Please retype all of the data below line for line, changing nothing.

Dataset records

╔══

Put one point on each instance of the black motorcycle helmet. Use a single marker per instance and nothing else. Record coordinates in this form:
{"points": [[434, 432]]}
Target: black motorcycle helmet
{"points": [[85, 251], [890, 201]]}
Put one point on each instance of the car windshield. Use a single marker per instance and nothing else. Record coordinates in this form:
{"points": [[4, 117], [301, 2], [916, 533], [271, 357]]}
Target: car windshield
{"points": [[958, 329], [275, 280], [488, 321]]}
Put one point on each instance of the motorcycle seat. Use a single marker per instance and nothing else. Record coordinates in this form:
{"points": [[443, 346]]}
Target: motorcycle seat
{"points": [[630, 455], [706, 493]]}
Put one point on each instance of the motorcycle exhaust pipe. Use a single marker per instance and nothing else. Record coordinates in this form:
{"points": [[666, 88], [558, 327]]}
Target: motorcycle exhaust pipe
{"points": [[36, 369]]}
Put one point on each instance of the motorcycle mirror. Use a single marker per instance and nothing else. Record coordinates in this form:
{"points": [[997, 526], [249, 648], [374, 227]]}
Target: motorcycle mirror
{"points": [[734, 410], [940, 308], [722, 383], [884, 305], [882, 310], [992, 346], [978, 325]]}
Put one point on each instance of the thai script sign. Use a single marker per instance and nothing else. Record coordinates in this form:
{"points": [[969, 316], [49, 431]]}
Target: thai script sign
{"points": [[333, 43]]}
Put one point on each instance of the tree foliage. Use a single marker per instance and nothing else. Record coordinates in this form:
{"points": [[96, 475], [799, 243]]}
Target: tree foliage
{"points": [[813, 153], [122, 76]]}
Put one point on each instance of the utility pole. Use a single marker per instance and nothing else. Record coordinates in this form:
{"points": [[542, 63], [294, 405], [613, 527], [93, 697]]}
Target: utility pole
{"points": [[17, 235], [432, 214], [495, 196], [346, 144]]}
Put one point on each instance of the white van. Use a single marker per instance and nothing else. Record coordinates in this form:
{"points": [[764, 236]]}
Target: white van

╚══

_Solution for this problem_:
Put one point on each instance of the black motorcycle helmet. Use a single marker per instance and nothing else. Record coordinates in this form:
{"points": [[434, 432]]}
Target: black motorcycle helmet
{"points": [[85, 251], [890, 201]]}
Put one point on each instance of the car windshield. Use a single marker per instance and nothing else. Record coordinates in this form:
{"points": [[4, 117], [301, 2], [916, 533], [271, 357]]}
Target: car windshield
{"points": [[958, 329], [275, 280], [488, 321]]}
Put one point on each instance of the motorcycle seat. Use a single marker per instance and nothing else. Record coordinates in this form:
{"points": [[443, 346]]}
Target: motorcycle seat
{"points": [[630, 455], [706, 493]]}
Put one point on each instance of the motorcycle exhaust pipe. Use a single marker per instance and nothing else. Record coordinates in this form:
{"points": [[666, 88], [558, 327]]}
Target: motorcycle exhaust pipe
{"points": [[36, 369]]}
Put one point on each instance of the motorcycle mirror. Use a single marker per instance and nothing else. Record coordinates in this form:
{"points": [[997, 526], [249, 648], [374, 227]]}
Target: motorcycle mirror
{"points": [[734, 410], [940, 308], [722, 383], [884, 305], [882, 310], [992, 346], [978, 325]]}
Put one point on each instance of the thai script sign. Use a single marker per instance and nothing else. Record coordinates in this form:
{"points": [[969, 316], [49, 431]]}
Target: thai script sign
{"points": [[333, 43]]}
Put one point on each instance of the tree foliage. Use a single marker per instance and nothing else. Record coordinates in this form:
{"points": [[96, 475], [799, 243]]}
Target: tree foliage
{"points": [[813, 153], [122, 76]]}
Put one point on each instance of the utility pole. Use a single marker per instance and nothing else. Record coordinates in this form:
{"points": [[542, 63], [294, 405], [613, 527], [93, 697]]}
Target: utility pole
{"points": [[17, 235], [432, 214], [495, 196], [346, 144]]}
Put one point on each instance of the white van. Use a single marker per instance and nothing else. Record coordinates in this form:
{"points": [[764, 236]]}
Target: white van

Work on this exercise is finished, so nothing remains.